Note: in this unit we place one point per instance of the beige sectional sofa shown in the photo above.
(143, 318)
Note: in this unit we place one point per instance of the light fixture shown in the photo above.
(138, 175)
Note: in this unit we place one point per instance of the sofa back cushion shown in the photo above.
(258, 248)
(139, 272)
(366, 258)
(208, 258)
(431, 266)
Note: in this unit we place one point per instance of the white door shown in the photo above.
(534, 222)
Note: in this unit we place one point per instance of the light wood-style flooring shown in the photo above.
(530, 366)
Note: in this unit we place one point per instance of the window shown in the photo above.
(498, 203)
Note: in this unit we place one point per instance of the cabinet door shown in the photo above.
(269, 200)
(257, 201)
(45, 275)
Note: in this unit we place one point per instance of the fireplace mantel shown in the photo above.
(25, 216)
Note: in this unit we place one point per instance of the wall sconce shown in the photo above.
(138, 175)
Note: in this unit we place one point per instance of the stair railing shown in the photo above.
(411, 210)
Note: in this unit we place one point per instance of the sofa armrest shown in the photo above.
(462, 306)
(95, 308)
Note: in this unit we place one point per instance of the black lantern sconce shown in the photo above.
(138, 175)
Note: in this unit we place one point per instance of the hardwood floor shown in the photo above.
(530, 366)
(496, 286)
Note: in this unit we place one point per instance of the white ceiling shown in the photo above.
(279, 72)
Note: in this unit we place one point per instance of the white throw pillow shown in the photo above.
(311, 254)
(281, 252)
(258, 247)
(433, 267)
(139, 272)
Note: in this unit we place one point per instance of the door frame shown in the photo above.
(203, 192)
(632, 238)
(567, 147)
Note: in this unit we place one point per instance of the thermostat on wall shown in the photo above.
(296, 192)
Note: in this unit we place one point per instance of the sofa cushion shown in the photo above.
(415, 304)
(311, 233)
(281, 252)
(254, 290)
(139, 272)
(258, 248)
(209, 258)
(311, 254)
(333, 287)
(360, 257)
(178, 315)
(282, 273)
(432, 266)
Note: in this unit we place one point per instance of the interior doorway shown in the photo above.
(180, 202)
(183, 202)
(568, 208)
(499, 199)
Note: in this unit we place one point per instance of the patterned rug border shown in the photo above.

= = = = = = =

Copy the stretch from the line containing "ceiling shown in the photo above." through the end of the data, keeping every line, and shift each coordinate in the points by -103.

*WRITTEN REPLY:*
Note: in this unit we place one point per instance of the white ceiling shown in the photo above.
(176, -31)
Note: in this unit we place one point per instance of the white throw pillow shown in the photo above.
(208, 151)
(178, 149)
(155, 144)
(330, 164)
(36, 169)
Note: in this unit we place one point per instance of the door frame shown in the photo above.
(100, 89)
(529, 135)
(464, 44)
Note: in this unit we place one point per instance of the thermostat on wall shown in the photo above.
(193, 89)
Note: in this unit we place one point per instance of the sofa cushion shown in the photo above.
(312, 201)
(208, 130)
(178, 149)
(151, 187)
(36, 169)
(155, 145)
(106, 155)
(208, 151)
(230, 184)
(257, 154)
(75, 212)
(179, 170)
(329, 163)
Note: in this unit we place one point per instance of the interior doorway shown in the photo above.
(77, 99)
(80, 99)
(465, 105)
(396, 96)
Note: in this unit we place one point per instance of the patterned rug border shown in the photo above.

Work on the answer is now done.